■ Records from a data collection ■
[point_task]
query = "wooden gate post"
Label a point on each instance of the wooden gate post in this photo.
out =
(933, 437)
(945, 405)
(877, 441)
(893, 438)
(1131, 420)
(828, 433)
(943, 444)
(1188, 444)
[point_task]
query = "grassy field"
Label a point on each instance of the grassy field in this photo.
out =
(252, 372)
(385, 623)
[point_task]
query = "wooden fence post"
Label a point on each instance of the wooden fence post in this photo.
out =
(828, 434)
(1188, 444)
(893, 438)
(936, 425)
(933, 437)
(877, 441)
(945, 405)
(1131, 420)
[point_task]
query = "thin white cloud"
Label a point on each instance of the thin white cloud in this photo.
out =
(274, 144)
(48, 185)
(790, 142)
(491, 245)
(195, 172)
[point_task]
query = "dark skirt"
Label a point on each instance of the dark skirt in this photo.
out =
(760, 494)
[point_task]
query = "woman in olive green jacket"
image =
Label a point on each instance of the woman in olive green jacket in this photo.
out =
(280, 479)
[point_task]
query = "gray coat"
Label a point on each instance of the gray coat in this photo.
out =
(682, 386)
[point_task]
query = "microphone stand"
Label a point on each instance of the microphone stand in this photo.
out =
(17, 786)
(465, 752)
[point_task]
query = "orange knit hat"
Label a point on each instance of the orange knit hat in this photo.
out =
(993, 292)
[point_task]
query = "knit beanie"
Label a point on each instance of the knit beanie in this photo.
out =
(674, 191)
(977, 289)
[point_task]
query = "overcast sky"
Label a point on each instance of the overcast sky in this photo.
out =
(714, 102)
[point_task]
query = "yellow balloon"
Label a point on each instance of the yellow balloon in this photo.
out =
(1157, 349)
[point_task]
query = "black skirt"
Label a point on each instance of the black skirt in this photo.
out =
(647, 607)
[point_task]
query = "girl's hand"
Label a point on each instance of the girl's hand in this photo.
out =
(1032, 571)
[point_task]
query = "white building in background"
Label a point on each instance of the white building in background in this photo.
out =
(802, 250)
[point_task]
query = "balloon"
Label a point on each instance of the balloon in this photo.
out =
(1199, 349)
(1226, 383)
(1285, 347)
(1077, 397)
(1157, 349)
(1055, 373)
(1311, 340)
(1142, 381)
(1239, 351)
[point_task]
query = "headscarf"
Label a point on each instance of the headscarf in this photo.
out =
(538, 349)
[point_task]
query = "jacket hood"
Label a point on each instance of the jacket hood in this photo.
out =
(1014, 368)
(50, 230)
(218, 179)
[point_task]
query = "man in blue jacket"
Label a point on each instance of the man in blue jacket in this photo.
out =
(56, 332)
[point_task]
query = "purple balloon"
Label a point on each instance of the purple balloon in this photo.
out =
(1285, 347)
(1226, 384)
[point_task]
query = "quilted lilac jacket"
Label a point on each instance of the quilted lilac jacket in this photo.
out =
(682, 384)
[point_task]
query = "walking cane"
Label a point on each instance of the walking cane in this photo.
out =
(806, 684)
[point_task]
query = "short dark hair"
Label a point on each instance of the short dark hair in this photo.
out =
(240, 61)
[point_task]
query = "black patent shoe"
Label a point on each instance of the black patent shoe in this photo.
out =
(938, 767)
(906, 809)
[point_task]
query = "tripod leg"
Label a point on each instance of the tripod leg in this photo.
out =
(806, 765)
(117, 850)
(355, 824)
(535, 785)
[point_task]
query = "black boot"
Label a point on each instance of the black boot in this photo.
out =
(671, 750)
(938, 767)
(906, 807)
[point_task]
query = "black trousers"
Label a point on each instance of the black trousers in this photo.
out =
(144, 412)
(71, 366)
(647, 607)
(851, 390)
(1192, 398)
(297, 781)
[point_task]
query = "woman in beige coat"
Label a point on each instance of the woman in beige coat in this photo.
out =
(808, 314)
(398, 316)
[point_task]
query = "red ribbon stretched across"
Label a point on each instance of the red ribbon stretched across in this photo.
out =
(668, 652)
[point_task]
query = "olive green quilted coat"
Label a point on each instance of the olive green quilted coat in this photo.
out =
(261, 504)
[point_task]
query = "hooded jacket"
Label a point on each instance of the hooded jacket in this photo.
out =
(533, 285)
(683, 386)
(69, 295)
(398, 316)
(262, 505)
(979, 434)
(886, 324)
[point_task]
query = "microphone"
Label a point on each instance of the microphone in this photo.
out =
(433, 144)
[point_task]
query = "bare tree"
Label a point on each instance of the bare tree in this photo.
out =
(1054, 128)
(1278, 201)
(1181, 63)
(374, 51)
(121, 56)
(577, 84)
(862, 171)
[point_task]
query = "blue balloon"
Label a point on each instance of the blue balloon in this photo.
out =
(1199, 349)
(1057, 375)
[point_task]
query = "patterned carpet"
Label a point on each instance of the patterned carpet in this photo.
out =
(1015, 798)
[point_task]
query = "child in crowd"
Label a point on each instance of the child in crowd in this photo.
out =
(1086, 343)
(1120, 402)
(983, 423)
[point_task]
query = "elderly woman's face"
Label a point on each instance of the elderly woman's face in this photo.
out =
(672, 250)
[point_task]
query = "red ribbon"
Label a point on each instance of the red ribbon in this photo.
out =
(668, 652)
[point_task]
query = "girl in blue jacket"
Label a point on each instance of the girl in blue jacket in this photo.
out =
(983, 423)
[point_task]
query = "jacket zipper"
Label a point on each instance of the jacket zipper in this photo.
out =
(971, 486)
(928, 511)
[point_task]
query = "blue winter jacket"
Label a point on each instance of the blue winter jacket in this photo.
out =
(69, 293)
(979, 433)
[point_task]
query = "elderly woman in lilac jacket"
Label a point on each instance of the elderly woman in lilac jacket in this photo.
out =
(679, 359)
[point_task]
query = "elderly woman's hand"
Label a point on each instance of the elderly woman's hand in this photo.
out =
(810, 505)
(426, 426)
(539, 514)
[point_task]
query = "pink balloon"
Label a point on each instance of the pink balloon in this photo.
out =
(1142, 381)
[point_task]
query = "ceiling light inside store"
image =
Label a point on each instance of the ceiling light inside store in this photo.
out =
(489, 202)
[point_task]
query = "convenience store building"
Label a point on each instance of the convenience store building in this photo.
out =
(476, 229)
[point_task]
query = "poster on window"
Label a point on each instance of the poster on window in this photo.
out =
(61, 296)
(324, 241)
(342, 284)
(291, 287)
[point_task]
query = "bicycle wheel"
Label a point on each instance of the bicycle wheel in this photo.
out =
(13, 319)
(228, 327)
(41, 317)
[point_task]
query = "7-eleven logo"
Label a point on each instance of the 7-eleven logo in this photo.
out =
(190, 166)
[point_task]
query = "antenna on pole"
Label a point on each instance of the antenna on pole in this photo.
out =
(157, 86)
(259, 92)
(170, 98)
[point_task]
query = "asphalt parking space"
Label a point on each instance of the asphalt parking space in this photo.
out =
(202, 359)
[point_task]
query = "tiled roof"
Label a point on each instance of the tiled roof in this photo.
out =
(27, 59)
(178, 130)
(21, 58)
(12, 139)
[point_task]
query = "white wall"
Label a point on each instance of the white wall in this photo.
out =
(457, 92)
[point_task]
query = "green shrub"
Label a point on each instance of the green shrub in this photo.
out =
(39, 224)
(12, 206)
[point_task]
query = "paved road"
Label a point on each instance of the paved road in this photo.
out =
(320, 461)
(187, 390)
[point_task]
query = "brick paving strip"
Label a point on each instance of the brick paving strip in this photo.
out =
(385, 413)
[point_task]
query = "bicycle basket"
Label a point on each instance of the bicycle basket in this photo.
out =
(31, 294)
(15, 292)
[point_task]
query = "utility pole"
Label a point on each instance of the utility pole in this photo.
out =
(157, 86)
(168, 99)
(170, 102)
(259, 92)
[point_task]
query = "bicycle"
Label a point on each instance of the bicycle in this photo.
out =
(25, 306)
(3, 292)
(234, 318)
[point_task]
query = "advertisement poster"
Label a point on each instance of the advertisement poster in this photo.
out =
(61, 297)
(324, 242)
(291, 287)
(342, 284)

■ REQUIREMENT ■
Start at the first line of the data above. Stop after the line containing "Label a point on each instance of the wooden fence", reproducing each line exactly and adding nothing.

■ RESPONSE TO THE TASK ■
[point_task]
query = "wooden gate post"
Label a point on each instance of the wooden gate post in this photo.
out =
(933, 437)
(945, 405)
(877, 441)
(893, 438)
(1131, 420)
(828, 433)
(943, 444)
(1188, 444)
[point_task]
query = "grassy field"
Label a point on each instance of the grassy field in this photo.
out =
(252, 372)
(385, 623)
[point_task]
query = "wooden fence post"
Label a point on each instance of the wooden fence post in this photo.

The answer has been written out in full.